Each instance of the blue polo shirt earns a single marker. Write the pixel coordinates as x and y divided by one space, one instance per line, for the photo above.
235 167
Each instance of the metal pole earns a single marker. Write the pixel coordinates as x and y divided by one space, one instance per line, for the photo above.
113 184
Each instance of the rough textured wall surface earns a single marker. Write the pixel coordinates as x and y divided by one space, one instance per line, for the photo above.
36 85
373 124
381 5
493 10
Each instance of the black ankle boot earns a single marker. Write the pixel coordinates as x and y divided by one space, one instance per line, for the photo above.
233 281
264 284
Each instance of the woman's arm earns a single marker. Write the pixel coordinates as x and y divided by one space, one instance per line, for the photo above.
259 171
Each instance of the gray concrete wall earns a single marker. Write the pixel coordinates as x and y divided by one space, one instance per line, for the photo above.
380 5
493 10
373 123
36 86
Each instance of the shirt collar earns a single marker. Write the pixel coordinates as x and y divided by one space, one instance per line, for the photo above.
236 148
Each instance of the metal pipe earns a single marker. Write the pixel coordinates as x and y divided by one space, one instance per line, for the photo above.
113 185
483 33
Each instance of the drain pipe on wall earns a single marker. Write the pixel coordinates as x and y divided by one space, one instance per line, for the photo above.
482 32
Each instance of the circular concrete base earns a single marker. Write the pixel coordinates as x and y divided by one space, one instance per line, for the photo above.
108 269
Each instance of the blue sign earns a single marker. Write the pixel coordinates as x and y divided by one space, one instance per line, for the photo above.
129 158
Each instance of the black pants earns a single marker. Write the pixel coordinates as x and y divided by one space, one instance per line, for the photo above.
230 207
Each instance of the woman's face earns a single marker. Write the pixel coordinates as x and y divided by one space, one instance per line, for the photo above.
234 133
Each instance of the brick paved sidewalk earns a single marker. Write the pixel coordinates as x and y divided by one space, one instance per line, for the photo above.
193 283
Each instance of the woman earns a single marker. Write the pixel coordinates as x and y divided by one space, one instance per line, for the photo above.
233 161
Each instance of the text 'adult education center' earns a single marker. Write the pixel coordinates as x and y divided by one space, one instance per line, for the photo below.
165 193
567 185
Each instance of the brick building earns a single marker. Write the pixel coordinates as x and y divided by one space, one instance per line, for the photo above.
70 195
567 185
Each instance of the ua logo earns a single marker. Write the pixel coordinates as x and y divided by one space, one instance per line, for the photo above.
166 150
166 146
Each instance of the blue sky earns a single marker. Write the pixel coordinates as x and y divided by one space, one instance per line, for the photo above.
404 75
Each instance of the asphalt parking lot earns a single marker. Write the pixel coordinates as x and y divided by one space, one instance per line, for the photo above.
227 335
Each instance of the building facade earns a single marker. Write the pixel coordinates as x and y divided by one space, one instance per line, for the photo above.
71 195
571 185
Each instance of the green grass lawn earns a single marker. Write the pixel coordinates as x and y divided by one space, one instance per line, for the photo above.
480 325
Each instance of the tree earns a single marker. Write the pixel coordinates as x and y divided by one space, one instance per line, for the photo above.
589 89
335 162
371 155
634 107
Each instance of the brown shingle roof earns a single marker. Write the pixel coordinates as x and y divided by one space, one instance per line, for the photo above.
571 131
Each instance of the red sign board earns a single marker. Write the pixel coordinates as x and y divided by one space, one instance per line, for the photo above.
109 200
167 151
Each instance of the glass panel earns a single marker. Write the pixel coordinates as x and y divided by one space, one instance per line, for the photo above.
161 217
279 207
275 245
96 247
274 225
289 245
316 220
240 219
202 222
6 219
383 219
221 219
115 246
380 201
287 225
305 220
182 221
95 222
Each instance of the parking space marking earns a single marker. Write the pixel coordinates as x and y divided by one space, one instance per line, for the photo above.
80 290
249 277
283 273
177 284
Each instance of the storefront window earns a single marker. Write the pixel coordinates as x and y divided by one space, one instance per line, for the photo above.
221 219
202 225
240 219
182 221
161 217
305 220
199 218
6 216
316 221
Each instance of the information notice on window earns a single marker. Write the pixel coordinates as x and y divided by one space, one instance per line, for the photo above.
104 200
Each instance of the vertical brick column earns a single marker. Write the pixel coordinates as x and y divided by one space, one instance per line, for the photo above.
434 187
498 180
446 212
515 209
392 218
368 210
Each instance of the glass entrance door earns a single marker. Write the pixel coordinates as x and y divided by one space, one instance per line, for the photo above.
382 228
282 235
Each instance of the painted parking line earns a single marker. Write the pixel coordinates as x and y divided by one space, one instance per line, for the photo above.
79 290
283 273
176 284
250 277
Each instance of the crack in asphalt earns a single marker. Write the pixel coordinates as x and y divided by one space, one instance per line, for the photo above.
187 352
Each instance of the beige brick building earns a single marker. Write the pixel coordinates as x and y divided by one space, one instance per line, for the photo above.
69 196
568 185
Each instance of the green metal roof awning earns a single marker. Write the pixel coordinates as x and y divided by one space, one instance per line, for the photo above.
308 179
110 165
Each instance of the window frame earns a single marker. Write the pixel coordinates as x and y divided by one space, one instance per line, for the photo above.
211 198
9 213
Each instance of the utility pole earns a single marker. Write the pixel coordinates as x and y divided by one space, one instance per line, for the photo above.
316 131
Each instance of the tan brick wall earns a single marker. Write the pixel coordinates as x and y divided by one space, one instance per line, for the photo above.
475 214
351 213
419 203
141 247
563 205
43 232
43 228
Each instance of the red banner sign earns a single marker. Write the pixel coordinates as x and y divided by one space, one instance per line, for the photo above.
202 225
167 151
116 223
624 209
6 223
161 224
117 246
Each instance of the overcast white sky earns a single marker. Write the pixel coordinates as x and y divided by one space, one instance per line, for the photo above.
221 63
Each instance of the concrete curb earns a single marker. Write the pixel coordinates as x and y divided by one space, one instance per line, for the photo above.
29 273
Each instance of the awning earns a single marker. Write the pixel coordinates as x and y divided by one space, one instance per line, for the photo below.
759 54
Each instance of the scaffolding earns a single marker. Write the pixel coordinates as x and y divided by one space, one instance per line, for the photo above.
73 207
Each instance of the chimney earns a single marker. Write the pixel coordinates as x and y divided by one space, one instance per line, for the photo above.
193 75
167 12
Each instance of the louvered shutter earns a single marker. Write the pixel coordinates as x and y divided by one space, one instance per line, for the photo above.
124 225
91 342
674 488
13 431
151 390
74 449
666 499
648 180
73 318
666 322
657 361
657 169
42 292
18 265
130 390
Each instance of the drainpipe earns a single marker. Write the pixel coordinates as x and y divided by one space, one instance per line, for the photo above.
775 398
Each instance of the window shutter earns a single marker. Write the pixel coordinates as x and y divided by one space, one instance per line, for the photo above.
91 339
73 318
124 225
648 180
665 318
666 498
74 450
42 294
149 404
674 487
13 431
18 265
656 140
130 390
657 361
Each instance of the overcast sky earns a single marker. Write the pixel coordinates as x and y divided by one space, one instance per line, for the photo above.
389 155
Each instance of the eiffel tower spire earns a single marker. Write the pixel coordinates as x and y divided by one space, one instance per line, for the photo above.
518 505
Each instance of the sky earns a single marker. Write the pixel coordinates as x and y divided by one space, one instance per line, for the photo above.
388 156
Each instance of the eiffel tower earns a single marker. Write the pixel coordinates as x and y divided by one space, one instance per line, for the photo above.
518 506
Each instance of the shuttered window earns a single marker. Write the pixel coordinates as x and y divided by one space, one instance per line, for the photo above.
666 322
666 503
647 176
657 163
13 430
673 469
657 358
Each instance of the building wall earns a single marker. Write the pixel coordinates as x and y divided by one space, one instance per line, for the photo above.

WHAT IS EXPECTED: Copy every line above, word for word and in the same order.

EXERCISE RESPONSE:
Each instance of the blue polo shirt earns a single marker. Write the pixel coordinates as x and y divided by one space, one instance per line, for the photo above.
235 167
Each instance of the metal pole earns a single marker. Write the pixel coordinates as x and y divided by one space, one instance per line, for the photo above.
113 184
Each instance of the rough textured wall surface earns a single marker. Write the pixel coordinates as x and y divided by one space, one instance per line, for the photo above.
36 85
373 124
381 5
493 10
Each instance of the black ankle boot earns a single marker. Write the pixel coordinates as x and y divided by one space, one instance per line, for the photo above.
233 281
264 284
Each instance of the woman's arm earns a single marker. Write the pixel coordinates as x and y divided by one space, one instance per line, for the photo above.
259 171
Each instance of the gray concrete wall earns a single marker. Write the pixel coordinates as x and y divided by one space, one instance per line, for the photo above.
380 5
493 10
373 123
36 86
Each instance of the shirt collar earns a single marker. Write the pixel coordinates as x and y divided by one space, one instance per line, for the photo above.
236 148
Each instance of the metal pipe earns a single marker. Write the pixel coordinates as x and y divided by one space, one instance per line, for the photo above.
113 185
483 33
Each instance of the drain pipe on wall earns a single marker. Write the pixel coordinates as x and y divided by one space, one instance per line, for the photo above.
482 32
Each instance of the circular concrete base earns a single marker. Write the pixel coordinates as x and y divided by one space, one instance per line, for the photo above.
108 269
Each instance of the blue sign earns a single marker. Write the pixel coordinates as x and y divided by one space, one instance per line, for the photo above.
129 158
Each instance of the black pants earns a single marker. Write the pixel coordinates as x and y divided by one space, one instance per line, for the photo above.
230 207
Each instance of the woman's face earns a single marker. Write the pixel coordinates as x and y divided by one space, one instance per line, for the photo above.
234 133
Each instance of the brick paved sidewalk earns a single marker. Write the pixel coordinates as x and y divided by one space, one instance per line, for the photo above.
193 283
Each instance of the woman earns a single marker. Write the pixel coordinates as x and y divided by one space, one instance per line, for the photo above.
233 161
Each instance of the text 'adult education center' earns a single marker. Write the pixel coordinates as x and y divided by one space, one instance per line, for the photo below.
165 193
567 185
Each instance of the brick building earns a single marker. Write the pixel coordinates as x and y divided by one space, one instance per line, for the photo above.
70 195
567 185
Each instance of the ua logo earns a single marker. Write the pixel coordinates as x and y divided by one space, one instance per line, for the photo above.
166 150
166 146
Each instance of the blue sky earns a single marker. Write the pixel coordinates as x and y divided by one space, one instance per line, for the photo above.
404 75
Each instance of the asphalt parking lot earns a single marker. Write the pixel coordinates as x and y divided by one space, one instance per line, for the photo above.
227 335
Each instance of the building facade earns a single marker. Write the pixel coordinates as x and y divided by one space, one instance per line, for the photo above.
71 195
571 185
Each instance of the green grass lawn earns a single marker. Write the pixel coordinates as x and y divided by one space, one instance per line, for the photo above.
480 325
Each instance of the tree earns a single marker. Write the pixel coordinates as x and y divided by one space, one instance per line, for the photo above.
589 89
335 162
371 155
634 107
Each instance of the brown shingle roof earns a single marker. Write the pixel coordinates as x and y divided by one space, one instance per line, for the photo above.
571 131
Each instance of the red sign board earns a single marker. Write the pixel coordinates as x and y divided by one space, one instance per line, for the photo above.
109 200
167 151
Each instance of the glass panel earns a single marker. Write the pixel coordinates as x and y divided by one space, one instance per line, for the photo above.
161 217
279 207
275 245
96 247
274 225
289 245
316 220
240 219
202 222
6 219
383 219
221 219
115 246
380 201
287 225
305 220
182 221
95 222
Each instance of the parking space marking earns a single marker. Write the pixel coordinates as x and y divided by one space, one instance per line, for the photo above.
80 290
249 277
283 273
177 284
Each instance of the storefront window earns a single marker. Write the pixel coordinates as x and y divided by one space, one instance per line, for the photo above.
221 219
202 225
240 219
182 221
161 217
305 220
199 218
6 216
316 221
Each instance of the information notice on window earns a single marker. Write the pixel coordinates as x and y divided by one space, one instance per line, for the photo above.
104 200
Each instance of the vertical brick column earns a single marker. Write the pixel coordinates as x and y divided by one space, one instance per line, for the photo above.
434 187
498 180
446 212
515 209
392 218
368 210
Each instance of the glass entrance door earns a single marker. Write the pixel coordinates as x and y divided by one space, one instance per line, for the photo above.
382 228
282 235
Each instance of the painted parking line earns a single marker. Write the pixel coordinates as x and y divided by one space, one instance per line, for the photo above.
79 290
283 273
176 284
250 277
Each instance of the crack in asphalt earns a single marker. Write the pixel coordinates as x and y divided by one space, one instance per line, for the photo above.
187 352
Each instance of the beige brick building earns a single marker. Write the pixel coordinates as x and y divided by one space, one instance per line, for the photo above.
69 196
568 185
Each instance of the green metal roof awning earns a single marker. Write the pixel coordinates as x and y divided by one space, one instance per line, for the photo above.
308 179
110 165
Each instance of the window frame earns a single marker. Write the pixel coordinates as x and y divided by one space, one instance per line, for the photo above.
211 198
9 213
Each instance of the utility pole earns a single marker. Write the pixel coordinates as x and y divided by one space, one instance per line, for the photo above.
316 131
Each instance of the tan brick wall earns a single marker. Write the pixel coordinates as x and y divided by one space, one instance per line, for the photo above.
475 214
351 213
419 203
141 247
563 205
43 232
43 228
Each instance of the red banner sign earns a single marker. Write the pixel coordinates as x and y divided by one space, one instance per line, for the photo above.
202 225
167 151
116 223
624 209
6 223
161 224
117 246
Each instance of the overcast white sky earns a single marker. Write the pixel coordinates as x and y divided by one space, one instance per line, for the photo above.
221 63
Each instance of the concrete curb earns a single marker. Write the pixel coordinates as x and y divided by one space, one instance per line, for the photo above.
29 273
Each instance of the awning earns a single marker. Write the pixel coordinates as x and y divided by one space, one instance per line, for the photo below.
759 54
Each instance of the scaffolding earns a single marker. Write the pixel coordinates as x and y divided by one space, one instance per line, for the photo above.
73 207
Each instance of the chimney earns a single marker. Write the pixel coordinates as x and y divided by one space, one instance per line, for the photo above.
193 75
167 12
Each instance of the louvered shutter earns a single marker. Write the pixel coordinates as x and y divided by one space, one instance per line, for the photo above.
124 225
91 342
674 488
13 431
151 390
74 449
666 499
648 180
73 318
666 322
657 361
657 169
42 292
18 265
130 390
Each instance of the drainpipe earns a single marker. Write the pixel coordinates as x and y divided by one space, one instance per line, for the photo above.
775 398
Each instance of the window shutter earns a single marker. Write the pixel coordinates as x and y divided by one space, one instance per line, for the photo above.
91 339
73 318
124 225
648 180
665 318
666 498
74 450
42 294
149 404
674 487
13 431
18 265
656 140
130 390
657 361
Each instance of the overcast sky earns a single marker. Write the pixel coordinates as x and y divided by one space, one instance per line, for the photo above.
389 155
Each instance of the eiffel tower spire earns a single marker. Write the pixel coordinates as x and y divided by one space, one instance per line, for the photo above.
518 505
Each instance of the sky earns a single marker. Write the pixel coordinates as x and y divided by one space, one instance per line, for the photo above.
388 156
Each instance of the eiffel tower earns a single marker. Write the pixel coordinates as x and y divided by one space, one instance per line, for the photo above.
518 506
Each instance of the shuttered window earns a single marker. Write the pixel coordinates as x and y divided by one space, one instance per line, for the photo above.
666 322
666 503
647 176
657 163
13 430
673 469
657 358
Each instance of the building wall earns a single marker. Write the pixel coordinates as x and y divided by one space, one instance per line, for the photo above.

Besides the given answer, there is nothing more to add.